§ **SOURCE**
Thinking about the sum of reasons which accumulated to determine that Lewis and I landed in California, not Washington, when we repatriated from Cambridge.  When your life is in the moment, it always seems as though there is a single, clear path by which order proceeds.  Only in retrospect do I realize how many degrees of freedom were available to me, all unseen.  I’m not displeased to have become a permanent Californian, but I’m surprised that this appears to be the case.   When you get right down to it, the reasons we’re still here are quite mundane.

  1. We were getting married in Davis, a few months after returning from Cambridge, partially because my parents had moved away from Seattle and it seemed harder to get stuff done there than somewhere we had a representative living.  It was also cheaper, and we had (collectively) more California friends and relatives than Washington ones
  2. Also because my parents left Seattle, there was no real support structure there when we arrived.  No place to stay while we got on our feet.
  3. When we started looking for jobs, looking in the Bay Area was easier than Seattle since you can drive there for interviewing purposes, and Lewis was familiar with the area since he grew up in Oakland
  4. All our stuff was in Davis, since we had driven the U-Haul here after graduation, in part to drop off Lewis’ (dad’s) car back where it belonged, and in part because it was closer and the Lawyers had space for our stuff

I suppose what it all really comes down to is that mom and dad left Seattle, and without them there to lean on while we found our way in the world, we didn’t have anything promising there.  I turned in my Washington passport for a Californian one for the same reason so many other people are here – the lure of opportunity that seems wanting in your home.

Collected data entries:
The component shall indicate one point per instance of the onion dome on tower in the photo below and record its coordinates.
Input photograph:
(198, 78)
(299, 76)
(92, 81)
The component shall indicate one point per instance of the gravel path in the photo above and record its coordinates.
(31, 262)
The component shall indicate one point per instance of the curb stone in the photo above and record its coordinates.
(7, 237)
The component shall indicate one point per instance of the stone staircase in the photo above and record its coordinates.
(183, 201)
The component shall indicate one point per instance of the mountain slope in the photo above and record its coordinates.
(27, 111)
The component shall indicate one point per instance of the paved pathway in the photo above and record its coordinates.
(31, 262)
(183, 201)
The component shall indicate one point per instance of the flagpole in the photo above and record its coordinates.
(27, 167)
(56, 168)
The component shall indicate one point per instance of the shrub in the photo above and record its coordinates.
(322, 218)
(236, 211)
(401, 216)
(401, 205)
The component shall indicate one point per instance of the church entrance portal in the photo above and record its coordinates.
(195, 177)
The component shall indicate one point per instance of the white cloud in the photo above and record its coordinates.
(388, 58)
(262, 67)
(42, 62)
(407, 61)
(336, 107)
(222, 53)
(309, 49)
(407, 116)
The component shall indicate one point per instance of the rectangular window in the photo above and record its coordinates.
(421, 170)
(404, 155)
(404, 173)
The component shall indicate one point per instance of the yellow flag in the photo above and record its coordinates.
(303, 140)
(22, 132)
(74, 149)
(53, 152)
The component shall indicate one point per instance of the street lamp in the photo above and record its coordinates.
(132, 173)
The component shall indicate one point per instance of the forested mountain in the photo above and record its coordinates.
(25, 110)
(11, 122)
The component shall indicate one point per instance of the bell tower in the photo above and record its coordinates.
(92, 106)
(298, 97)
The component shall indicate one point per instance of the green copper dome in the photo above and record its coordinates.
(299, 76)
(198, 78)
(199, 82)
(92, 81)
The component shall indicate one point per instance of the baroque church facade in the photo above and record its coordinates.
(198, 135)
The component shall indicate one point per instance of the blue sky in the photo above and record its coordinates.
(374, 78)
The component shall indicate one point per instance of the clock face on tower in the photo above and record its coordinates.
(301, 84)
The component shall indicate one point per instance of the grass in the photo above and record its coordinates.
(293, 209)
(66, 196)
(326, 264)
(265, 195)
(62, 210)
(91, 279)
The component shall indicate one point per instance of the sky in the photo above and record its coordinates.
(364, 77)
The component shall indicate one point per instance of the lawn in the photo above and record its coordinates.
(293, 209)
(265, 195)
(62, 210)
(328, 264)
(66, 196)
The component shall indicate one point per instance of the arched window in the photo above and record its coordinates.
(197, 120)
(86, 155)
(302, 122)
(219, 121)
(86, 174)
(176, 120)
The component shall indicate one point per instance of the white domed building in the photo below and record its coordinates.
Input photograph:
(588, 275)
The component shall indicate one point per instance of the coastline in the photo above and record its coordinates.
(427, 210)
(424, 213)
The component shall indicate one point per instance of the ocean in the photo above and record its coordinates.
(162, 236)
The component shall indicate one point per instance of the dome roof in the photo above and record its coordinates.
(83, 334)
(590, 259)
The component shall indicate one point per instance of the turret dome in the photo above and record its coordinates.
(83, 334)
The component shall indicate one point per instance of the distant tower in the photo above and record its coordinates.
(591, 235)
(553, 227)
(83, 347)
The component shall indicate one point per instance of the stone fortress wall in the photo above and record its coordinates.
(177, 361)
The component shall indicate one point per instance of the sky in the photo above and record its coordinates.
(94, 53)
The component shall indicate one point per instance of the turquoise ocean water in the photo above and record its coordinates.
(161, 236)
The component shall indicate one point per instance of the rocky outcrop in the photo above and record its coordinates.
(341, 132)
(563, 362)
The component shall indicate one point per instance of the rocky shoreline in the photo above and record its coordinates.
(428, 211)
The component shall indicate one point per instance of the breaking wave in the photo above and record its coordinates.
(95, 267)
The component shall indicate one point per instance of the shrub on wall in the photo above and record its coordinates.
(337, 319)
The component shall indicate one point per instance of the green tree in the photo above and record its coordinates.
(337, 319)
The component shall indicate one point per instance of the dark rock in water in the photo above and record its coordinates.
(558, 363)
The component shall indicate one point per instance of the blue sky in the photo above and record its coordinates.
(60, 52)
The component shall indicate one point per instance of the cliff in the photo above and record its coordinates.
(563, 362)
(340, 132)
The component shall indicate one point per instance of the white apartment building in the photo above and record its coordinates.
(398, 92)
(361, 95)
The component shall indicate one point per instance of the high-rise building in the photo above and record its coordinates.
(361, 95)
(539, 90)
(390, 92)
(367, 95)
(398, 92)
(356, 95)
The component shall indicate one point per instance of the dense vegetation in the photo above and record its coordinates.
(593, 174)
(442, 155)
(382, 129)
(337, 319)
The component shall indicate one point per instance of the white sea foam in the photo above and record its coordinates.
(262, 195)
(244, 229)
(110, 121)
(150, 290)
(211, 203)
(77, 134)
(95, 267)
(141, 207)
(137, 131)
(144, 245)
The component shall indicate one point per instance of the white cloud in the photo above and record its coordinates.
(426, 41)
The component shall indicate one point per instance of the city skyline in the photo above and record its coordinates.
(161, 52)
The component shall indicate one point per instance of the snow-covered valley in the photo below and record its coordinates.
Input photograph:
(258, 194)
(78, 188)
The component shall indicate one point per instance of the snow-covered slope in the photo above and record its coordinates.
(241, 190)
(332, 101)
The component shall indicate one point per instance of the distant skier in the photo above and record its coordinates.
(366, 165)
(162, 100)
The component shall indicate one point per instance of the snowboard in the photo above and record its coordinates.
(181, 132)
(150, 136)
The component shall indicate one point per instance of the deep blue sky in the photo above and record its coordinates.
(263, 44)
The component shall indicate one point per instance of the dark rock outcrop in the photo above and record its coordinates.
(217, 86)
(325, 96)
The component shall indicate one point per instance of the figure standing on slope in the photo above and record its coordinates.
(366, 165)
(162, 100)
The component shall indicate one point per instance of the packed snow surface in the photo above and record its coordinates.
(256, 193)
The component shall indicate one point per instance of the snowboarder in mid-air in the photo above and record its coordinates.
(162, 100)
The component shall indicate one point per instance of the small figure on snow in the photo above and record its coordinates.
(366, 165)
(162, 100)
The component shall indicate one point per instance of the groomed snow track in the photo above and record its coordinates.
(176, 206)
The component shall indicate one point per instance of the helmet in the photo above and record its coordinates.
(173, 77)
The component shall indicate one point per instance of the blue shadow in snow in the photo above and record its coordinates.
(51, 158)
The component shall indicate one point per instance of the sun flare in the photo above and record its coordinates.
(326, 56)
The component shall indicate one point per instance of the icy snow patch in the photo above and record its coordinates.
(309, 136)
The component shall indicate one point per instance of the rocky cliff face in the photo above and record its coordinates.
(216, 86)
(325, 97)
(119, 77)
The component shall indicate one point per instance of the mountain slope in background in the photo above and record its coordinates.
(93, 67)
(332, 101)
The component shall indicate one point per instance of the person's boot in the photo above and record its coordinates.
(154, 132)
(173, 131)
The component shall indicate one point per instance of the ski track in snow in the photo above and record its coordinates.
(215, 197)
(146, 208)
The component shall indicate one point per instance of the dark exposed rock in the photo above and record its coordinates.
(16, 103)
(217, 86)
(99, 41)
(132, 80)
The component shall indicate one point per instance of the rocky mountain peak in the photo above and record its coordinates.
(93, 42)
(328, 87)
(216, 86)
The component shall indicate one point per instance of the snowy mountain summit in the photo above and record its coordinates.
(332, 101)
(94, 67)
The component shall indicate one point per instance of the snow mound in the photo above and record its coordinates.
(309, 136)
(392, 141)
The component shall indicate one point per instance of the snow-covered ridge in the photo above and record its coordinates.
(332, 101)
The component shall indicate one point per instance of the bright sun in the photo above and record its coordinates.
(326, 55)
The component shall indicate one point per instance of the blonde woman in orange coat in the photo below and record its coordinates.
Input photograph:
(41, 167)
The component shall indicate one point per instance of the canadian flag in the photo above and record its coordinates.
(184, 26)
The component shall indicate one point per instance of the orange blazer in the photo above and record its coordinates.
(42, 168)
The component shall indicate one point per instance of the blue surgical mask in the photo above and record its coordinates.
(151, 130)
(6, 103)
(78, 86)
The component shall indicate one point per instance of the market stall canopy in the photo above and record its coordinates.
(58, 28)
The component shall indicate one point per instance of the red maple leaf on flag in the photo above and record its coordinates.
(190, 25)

§ **TO BE DONE**
**1.** Condense the paragraph of the reflection on settling in California that begins "I suppose what it all really comes down to" into a shorter version that keeps its main facts.
**2.** Repeat the portion of the reflection on settling in California starting with "Thinking about the" and going on through "are quite mundane.".

§ **SOLUTIONS BY TASK**
**1.** It really comes down to mom and dad leaving Seattle: without them there to lean on while we found our way, we had nothing promising there. I traded Washington for California for the same reason many others are here, which is the lure of opportunity that seems lacking at home.

**2.**
Thinking about the sum of reasons which accumulated to determine that Lewis and I landed in California, not Washington, when we repatriated from Cambridge.  When your life is in the moment, it always seems as though there is a single, clear path by which order proceeds.  Only in retrospect do I realize how many degrees of freedom were available to me, all unseen.  I’m not displeased to have become a permanent Californian, but I’m surprised that this appears to be the case.   When you get right down to it, the reasons we’re still here are quite mundane.